> _Data for processing_

>>>>>

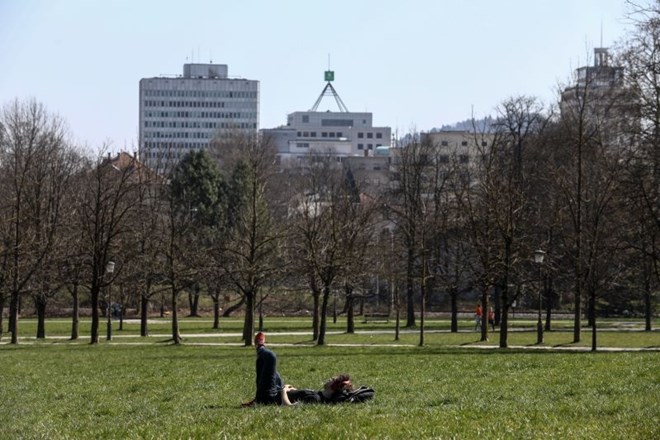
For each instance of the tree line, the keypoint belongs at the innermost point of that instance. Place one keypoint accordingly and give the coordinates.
(577, 180)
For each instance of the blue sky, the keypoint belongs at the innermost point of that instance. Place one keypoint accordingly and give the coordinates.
(415, 64)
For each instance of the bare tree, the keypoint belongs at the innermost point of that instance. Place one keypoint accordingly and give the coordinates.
(104, 218)
(31, 138)
(640, 55)
(253, 238)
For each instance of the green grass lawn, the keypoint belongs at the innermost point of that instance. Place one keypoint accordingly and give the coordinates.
(62, 389)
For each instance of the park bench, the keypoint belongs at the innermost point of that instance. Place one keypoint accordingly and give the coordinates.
(376, 317)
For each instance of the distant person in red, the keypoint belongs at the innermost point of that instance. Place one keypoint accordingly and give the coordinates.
(477, 318)
(491, 318)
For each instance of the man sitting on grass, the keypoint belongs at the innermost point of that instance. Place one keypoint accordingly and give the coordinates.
(270, 389)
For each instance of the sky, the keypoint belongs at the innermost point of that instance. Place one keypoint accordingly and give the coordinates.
(415, 64)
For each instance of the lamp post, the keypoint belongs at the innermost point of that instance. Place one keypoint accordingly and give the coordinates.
(109, 268)
(539, 255)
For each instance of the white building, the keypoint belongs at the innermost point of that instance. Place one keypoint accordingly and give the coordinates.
(340, 133)
(184, 113)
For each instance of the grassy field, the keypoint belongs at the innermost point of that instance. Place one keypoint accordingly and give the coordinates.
(146, 388)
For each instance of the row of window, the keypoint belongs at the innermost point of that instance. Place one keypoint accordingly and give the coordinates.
(198, 115)
(200, 104)
(463, 143)
(197, 124)
(323, 134)
(151, 149)
(370, 135)
(369, 146)
(327, 134)
(200, 94)
(196, 134)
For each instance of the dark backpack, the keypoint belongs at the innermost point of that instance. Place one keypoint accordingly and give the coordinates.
(360, 395)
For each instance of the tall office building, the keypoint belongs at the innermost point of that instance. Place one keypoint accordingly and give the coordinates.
(185, 113)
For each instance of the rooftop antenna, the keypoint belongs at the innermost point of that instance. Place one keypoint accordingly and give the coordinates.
(329, 76)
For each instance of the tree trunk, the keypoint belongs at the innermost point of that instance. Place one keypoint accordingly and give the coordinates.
(410, 290)
(75, 314)
(422, 310)
(229, 310)
(2, 310)
(453, 294)
(95, 315)
(248, 324)
(176, 337)
(648, 310)
(316, 314)
(193, 301)
(484, 315)
(40, 307)
(550, 303)
(504, 324)
(13, 317)
(216, 311)
(350, 311)
(592, 312)
(144, 315)
(324, 311)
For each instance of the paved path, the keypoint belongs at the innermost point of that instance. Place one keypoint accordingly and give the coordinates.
(478, 346)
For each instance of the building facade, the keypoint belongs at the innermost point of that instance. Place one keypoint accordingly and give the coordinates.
(602, 100)
(185, 113)
(338, 133)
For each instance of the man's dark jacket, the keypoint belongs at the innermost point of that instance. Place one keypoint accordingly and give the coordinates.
(269, 382)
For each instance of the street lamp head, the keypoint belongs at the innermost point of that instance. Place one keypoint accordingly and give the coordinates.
(110, 266)
(539, 255)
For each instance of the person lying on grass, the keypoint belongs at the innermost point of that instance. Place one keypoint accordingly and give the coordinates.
(270, 388)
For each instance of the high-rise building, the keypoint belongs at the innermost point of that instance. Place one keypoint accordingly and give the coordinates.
(184, 113)
(338, 133)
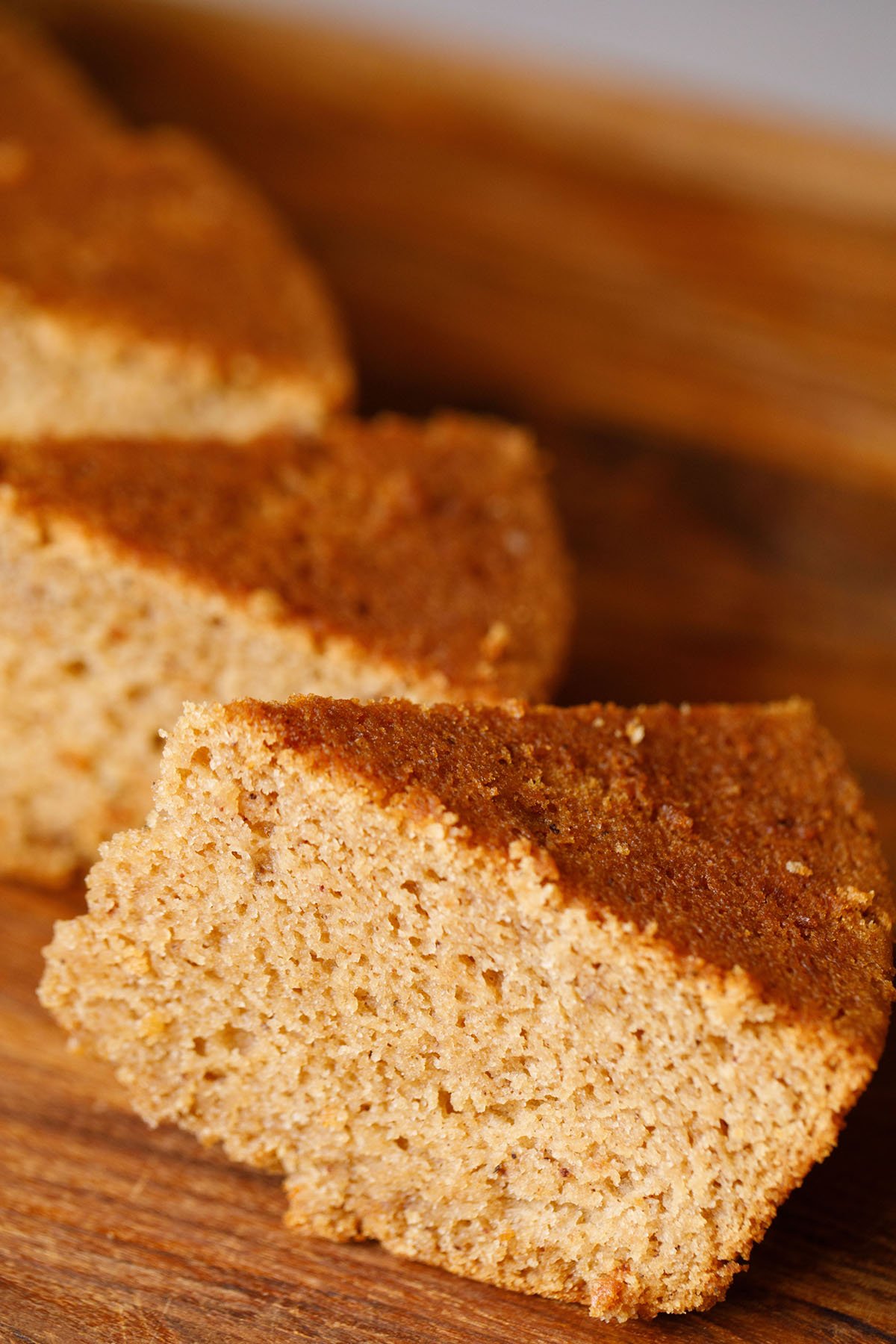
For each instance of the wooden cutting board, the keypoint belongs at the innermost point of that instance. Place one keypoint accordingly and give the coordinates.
(753, 559)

<<<<<

> _Task details_
Would you set down the listing exactly, omitting pictures?

> _Complete output_
For each instance of the tree line, the keypoint belongs at the innermost point of that instance. Place one keypoint accordingly and give the coordinates.
(577, 180)
For each instance of the blue sky, the keypoint belongs at the innermost point of that instance. Place one keypoint accordingly and give the coordinates.
(415, 64)
For each instance of the bare tree, the keypoint belongs at the innermost point of that instance. Place one keypoint accordingly and give the coordinates.
(104, 218)
(31, 138)
(640, 55)
(253, 238)
For each instance of the green grass lawn, the keypoint belongs at the innermost point of that instance. Place one keypoint accordingly and give the coordinates.
(62, 389)
For each instance of the park bench, the keypoint belongs at the innermost point of that instance. Place one keypoint accordingly and give the coordinates.
(376, 317)
For each instance of the distant person in red, the keypoint belongs at the innermost point of that instance. Place one keypoint accordingly and give the coordinates.
(477, 318)
(491, 318)
For each instance of the man sitting on grass, the keypoint belongs at the innermost point of that instance. Place one keypoint accordingly and give the coordinates.
(270, 389)
For each instance of the sky, the keypoint belongs at the innermost point of that instance. Place one keypoint accordingly and give the coordinates.
(415, 64)
For each instance of the lamp post, the keypoint belongs at the innermost point of that instance. Place one keypoint accordingly and give the coordinates.
(109, 268)
(539, 255)
For each instance of the white building, the keypoint belongs at the innermost point of that instance. Place one keypoint accordingly and give the coordinates.
(340, 133)
(184, 113)
For each instance of the grassy field, the keypoint belongs at the innermost point of that instance. Place one keypoint accordingly and give the coordinates.
(146, 388)
For each instance of the row of window, the keypoint belongs at the innermost point of that instance. Place one keypoint accordingly and give the coordinates.
(198, 115)
(200, 104)
(463, 143)
(197, 124)
(323, 134)
(151, 149)
(370, 135)
(369, 146)
(327, 134)
(200, 94)
(196, 134)
For each instance of the dark backpack, the keypoint belongs at the innermost point of that instance. Place one keypoint accordingly and give the coordinates.
(360, 395)
For each instance of the tall office building, the keypoint belongs at the innermost point of that instance. Place one keypoint accordingly and give the coordinates.
(185, 113)
For each instance of the rooftop antenna, the keypoint belongs at the innermost point of that instance. Place one keypoint accordingly and give the coordinates.
(329, 76)
For each instance of the tree trunk, the keypoint belongs at the innermost point of that instance. Place one keypoint accordingly and give the coordinates.
(410, 290)
(75, 314)
(422, 310)
(229, 310)
(2, 310)
(453, 294)
(95, 315)
(248, 324)
(176, 337)
(648, 310)
(316, 314)
(193, 301)
(484, 315)
(40, 307)
(550, 303)
(504, 324)
(13, 317)
(216, 311)
(350, 311)
(592, 312)
(144, 315)
(324, 311)
For each instance of the paved path, the keypoint belongs at the innermost point of that instance. Place one keypoint accordingly and give the coordinates.
(478, 346)
For each instance of the building facade, the keypoint belongs at the innermost point of that instance. Place one keypoint accordingly and give the coordinates.
(602, 100)
(185, 113)
(338, 133)
For each instance of the man's dark jacket, the keypoint belongs at the innermost point of that instance. Place one keypoint accordingly and give the coordinates.
(269, 382)
For each instance of the street lamp head, the keypoint belongs at the innermost point of that instance. Place one keypoint accordingly and give the coordinates.
(110, 266)
(539, 255)
For each instance of the person lying on grass, the keypoint belongs at the innermost point of that instance. Place one keypoint accordingly and give the coordinates.
(270, 388)
For each instance of the high-rise building, the keypoint belongs at the innermost point of that instance. Place one keypoint accordingly and give the coordinates.
(184, 113)
(338, 133)
For each instance of the wooden cutting board, the keypoint belongs at the innermost point of that instance. Place one keypoint accordingly and give the coordinates.
(753, 559)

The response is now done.